What to work on
Decide whether each statement agrees with the book review below, answering yes or no and quoting the words from the review that settle it.
(a) Rutledge is sent to Berkshire to help the War Department search for a missing operative.
(b) The body in the hooded cloak is found among ruins in Berkshire.
(c) A Pale Horse is the ninth Ian Rutledge mystery.

Source passage

= Beginning of Section =

My rating: 5 of 5 stars
“I looked, and behold, an ashen horse; and he who sat on it had the name Death; and Hades was following with him.” Apocalypse.
Charles Todd continues exploring the hideous ramifications of war in this tenth Ian Rutledge mystery. Four years after the end of WWI, Rutledge still suffers symptoms of PTSD, which are debilitating even though he manages his flashbacks quite well. The most prominent among his symptoms is the voice of Hamish, a soldier whom Rutledge unwillingly ordered executed for refusing to follow orders. Hamish functions as a sort of conscience and sounding board , giving readers insight into Rutledge’s thoughts and emotional struggles.
In spite of those struggles, Rutledge is a fine detective, doing a credible job with Scotland Yard, no thanks to his superior, Chief Superintendent Bowles. Now he’s sent to Berkshire to assist in a War Department search for a missing operative, Gaylord Partridge (really!) Partridge has been residing in a tiny village among eight misfits, who reside in a cluster of cottages originally built for lepers, at the foot of the famous iron age White Horse of Uffington. Though he’s not been briefed, Rutledge strongly suspects that Partridge participated in some top secret mission during the war. Muddying the waters is the discovery, within the ruins of Yorkshire’s Fountains Abbey, of a corpse wrapped in a hooded cloak, face covered with a gas mask. Though not a part of Rutledge’s assignment, that will prove to be the crucial piece of the puzzle.
Populated with an array of interesting characters, some quite complex and all very real, and set in one of England’s most mysterious locales, A Pale Horse is a layer cake of secret upon secret, some interrelated and some discrete. If it weren’t so tightly plotted, following this investigation might have been a bit confusing. As more murders and several arsons occur, Rutledge has an ever increasing abundance of connections to sort through while trying not to tread on the toes of the local police.
The Inspector Rutledge series has a prominent place among the more literary mysteries in the genre, and A Pale Horse definitely fits well into that place; it’s an intelligent, socially relevant novel with resonance in today’s world, where war, business, political secrets, and yes, PTSD, play such a large role.

= End of Section =

Entries shown
= Beginning of Section =

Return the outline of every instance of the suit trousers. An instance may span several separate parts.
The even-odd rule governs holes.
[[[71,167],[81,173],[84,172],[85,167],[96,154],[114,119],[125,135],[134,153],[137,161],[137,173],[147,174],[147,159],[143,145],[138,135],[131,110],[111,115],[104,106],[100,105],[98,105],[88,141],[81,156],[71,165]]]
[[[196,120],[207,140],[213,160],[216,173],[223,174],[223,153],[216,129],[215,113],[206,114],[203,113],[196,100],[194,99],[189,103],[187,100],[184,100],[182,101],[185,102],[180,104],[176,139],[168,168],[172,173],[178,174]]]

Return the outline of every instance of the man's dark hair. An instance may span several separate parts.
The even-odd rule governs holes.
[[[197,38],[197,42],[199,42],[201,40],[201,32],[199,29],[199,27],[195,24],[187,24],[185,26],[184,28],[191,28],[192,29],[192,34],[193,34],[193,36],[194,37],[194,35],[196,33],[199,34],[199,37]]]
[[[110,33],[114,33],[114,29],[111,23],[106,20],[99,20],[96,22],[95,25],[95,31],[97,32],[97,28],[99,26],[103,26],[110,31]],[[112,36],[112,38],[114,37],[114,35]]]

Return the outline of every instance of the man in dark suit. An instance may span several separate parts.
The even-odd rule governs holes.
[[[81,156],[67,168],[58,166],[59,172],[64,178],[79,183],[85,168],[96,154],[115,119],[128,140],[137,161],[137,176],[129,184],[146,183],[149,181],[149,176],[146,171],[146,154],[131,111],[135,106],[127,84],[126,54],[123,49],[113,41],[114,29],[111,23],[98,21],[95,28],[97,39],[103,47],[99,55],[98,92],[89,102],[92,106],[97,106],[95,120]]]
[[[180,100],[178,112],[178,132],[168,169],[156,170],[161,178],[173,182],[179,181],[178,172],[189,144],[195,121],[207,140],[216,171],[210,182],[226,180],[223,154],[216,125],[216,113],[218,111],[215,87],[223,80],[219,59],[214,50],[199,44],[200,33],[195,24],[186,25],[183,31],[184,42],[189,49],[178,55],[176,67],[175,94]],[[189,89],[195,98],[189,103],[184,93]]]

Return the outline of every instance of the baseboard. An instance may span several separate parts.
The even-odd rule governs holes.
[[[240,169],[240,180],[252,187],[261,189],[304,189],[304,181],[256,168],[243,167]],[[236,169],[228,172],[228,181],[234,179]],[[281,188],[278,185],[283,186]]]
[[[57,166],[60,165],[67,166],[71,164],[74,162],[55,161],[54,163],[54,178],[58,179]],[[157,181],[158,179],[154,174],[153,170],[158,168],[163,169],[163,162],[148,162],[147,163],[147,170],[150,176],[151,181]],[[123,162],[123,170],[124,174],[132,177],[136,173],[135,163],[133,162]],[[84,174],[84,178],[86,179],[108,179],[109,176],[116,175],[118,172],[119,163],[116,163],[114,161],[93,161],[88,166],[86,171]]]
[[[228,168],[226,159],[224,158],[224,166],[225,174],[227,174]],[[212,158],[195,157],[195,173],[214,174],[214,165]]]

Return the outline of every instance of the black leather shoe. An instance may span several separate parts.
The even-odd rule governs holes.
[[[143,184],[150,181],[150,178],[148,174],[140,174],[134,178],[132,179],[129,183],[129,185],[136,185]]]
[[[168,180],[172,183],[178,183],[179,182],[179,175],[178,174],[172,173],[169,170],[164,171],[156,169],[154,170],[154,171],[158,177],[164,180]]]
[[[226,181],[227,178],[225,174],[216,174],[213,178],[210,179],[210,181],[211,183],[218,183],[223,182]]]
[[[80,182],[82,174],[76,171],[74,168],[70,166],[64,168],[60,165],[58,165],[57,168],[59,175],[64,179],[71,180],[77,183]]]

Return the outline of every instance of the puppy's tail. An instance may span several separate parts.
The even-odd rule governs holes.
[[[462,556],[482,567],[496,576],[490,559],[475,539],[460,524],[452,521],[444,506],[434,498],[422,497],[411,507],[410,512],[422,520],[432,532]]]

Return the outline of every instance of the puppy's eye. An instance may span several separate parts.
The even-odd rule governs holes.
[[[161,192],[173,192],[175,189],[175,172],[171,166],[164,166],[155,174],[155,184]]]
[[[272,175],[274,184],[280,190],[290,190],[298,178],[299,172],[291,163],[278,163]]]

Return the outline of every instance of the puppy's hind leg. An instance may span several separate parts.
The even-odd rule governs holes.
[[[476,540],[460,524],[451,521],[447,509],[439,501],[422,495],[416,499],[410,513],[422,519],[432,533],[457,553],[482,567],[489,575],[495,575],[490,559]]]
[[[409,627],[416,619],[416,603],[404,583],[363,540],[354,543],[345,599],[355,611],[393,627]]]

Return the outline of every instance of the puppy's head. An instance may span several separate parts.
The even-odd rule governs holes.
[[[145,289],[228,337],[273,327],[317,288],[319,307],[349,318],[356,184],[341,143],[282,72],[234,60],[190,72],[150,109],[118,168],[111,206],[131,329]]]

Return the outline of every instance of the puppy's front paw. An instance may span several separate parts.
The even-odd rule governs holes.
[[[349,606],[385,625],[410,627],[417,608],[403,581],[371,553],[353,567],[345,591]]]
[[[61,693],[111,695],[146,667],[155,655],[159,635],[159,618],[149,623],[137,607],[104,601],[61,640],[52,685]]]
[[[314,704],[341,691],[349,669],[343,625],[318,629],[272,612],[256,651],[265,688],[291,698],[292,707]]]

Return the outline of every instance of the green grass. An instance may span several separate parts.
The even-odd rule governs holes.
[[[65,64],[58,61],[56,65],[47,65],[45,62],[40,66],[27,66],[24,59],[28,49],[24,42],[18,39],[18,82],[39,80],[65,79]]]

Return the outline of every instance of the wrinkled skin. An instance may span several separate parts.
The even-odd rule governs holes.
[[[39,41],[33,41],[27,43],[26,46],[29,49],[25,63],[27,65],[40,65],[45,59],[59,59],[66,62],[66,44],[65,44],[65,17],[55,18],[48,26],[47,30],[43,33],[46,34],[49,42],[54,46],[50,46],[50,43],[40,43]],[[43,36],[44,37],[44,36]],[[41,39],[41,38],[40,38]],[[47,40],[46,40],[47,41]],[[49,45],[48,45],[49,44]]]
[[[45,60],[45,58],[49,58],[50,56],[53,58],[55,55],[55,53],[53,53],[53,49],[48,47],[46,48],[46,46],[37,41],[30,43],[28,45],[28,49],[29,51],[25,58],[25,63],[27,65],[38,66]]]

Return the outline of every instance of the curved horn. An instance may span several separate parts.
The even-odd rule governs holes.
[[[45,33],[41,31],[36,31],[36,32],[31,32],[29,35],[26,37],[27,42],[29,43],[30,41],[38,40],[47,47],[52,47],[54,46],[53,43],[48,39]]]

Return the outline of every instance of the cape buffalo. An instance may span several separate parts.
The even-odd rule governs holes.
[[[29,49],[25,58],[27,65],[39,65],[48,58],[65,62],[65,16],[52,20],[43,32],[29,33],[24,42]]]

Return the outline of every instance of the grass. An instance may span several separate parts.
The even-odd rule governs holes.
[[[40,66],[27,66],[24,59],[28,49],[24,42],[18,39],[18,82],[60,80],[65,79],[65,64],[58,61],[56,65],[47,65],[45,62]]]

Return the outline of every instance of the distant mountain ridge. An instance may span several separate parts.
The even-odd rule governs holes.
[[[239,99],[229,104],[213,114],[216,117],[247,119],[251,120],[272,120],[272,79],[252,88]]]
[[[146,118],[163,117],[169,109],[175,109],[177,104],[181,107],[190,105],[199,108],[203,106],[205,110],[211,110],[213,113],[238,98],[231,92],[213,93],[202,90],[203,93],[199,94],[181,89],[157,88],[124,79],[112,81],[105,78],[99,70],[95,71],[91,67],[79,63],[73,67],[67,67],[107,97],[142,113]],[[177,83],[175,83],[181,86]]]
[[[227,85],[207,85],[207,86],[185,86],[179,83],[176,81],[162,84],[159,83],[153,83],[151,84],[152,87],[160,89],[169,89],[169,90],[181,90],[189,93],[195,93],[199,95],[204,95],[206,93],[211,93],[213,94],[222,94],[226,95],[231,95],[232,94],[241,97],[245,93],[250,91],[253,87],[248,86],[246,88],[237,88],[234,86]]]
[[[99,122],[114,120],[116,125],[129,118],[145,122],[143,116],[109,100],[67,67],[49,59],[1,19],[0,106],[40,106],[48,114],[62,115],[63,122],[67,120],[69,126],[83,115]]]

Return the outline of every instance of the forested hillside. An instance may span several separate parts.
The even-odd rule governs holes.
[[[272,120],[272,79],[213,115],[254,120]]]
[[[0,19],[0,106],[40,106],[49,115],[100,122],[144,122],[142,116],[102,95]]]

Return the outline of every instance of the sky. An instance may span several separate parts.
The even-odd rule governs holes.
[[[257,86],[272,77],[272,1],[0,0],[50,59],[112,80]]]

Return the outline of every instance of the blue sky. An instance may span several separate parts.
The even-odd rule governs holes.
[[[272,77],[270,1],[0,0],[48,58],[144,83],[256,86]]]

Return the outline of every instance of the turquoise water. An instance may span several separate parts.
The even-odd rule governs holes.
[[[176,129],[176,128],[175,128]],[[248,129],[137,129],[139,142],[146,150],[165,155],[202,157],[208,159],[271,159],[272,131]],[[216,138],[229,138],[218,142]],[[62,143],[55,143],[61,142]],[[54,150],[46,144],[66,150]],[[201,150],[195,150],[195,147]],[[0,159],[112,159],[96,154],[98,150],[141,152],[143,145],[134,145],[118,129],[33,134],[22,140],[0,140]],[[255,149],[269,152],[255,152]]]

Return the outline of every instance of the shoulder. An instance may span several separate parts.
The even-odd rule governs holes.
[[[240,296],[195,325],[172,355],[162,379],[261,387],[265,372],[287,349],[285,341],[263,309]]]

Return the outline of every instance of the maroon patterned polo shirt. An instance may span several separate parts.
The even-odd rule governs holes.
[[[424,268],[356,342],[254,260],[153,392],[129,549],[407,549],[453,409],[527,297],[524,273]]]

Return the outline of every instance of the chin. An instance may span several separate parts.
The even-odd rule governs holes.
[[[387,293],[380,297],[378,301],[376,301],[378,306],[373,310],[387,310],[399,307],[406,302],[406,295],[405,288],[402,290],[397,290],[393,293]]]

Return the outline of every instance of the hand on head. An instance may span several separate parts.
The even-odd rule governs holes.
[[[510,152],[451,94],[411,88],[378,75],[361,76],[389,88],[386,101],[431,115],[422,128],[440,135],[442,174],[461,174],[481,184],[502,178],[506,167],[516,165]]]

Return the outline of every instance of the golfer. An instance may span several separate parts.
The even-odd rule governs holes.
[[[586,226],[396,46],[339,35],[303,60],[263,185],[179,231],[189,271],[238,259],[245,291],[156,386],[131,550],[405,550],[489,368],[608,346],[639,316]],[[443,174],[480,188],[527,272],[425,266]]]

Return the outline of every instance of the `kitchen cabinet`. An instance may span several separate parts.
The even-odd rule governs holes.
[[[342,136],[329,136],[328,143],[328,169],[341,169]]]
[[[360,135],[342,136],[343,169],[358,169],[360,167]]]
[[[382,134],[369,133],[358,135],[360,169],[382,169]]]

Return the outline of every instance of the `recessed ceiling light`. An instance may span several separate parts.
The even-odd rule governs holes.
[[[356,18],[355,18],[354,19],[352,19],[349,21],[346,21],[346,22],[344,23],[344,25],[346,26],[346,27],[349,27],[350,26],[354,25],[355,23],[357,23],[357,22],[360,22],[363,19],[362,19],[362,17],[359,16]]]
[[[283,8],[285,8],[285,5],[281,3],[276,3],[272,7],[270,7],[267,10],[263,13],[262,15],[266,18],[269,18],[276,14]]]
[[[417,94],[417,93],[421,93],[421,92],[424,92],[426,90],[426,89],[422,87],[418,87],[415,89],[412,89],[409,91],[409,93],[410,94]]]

= End of Section =

Answer to the exercise
(a) Yes: "he’s sent to Berkshire to assist in a War Department search for a missing operative"
(b) No: "within the ruins of Yorkshire’s Fountains Abbey"
(c) No: "this tenth Ian Rutledge mystery"